_Texte_
+++

La plus codifiée de ces créatures
imaginaires est le vampire4. La
plus effrayante parce que son action est subie. On peut se concilier
les défunts par des rites appropriés. On ne peut rien
contre les vampires, qui pratiquent le rapt du corps comme de
l'âme. Le vampire est un non-mort sortant de son cercueil la
nuit, cherchant, dans les ténèbres, le sang humain dont
il a besoin afin de conserver son corps intact à travers les
siècles, et semant autour lui ses effluves de mort en se
servant de sa fascination sexuelle.
Ces légendes terrifiantes de morts qui boivent le sang des
vivants se retrouvent dans le monde entier (les lamies et les striges
antiques, les goules arabes, et bien d'autres) mais, sur le continent
européen, la croyance aux vampires se rencontre surtout dans
les Balkans et l'Europe orientale6.
C'est un seigneur roumain de la Transylvanie du XVe siècle
réputé pour sa cruauté, Vlad l'Empaleur, qui est
l'ancêtre du Dracula de Bram
Stoker7.

+++

_Données_
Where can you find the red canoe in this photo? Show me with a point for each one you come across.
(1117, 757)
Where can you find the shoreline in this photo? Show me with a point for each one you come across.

+++

_Consignes de travail_
1. Répondez à ces questions d'après le texte sur les vampires :
(a) De quoi le vampire a-t-il besoin pour conserver son corps intact à travers les siècles ?
(b) Dans quelles régions du continent européen la croyance aux vampires se rencontre-t-elle surtout ?
(c) Quel seigneur roumain est l'ancêtre du Dracula de Bram Stoker ?
2. Recopiez mot pour mot, s'il vous plaît, le passage du texte sur les vampires qui commence par « La plus codifiée » et se poursuit jusqu'à « sa fascination sexuelle. ».
Les données n'ont aucun rapport avec le texte sur les vampires.

_Corrigé complet_
1.
(a) Du sang humain.
(b) Dans les Balkans et l'Europe orientale.
(c) Vlad l'Empaleur.

2.
La plus codifiée de ces créatures
imaginaires est le vampire4. La
plus effrayante parce que son action est subie. On peut se concilier
les défunts par des rites appropriés. On ne peut rien
contre les vampires, qui pratiquent le rapt du corps comme de
l'âme. Le vampire est un non-mort sortant de son cercueil la
nuit, cherchant, dans les ténèbres, le sang humain dont
il a besoin afin de conserver son corps intact à travers les
siècles, et semant autour lui ses effluves de mort en se
servant de sa fascination sexuelle.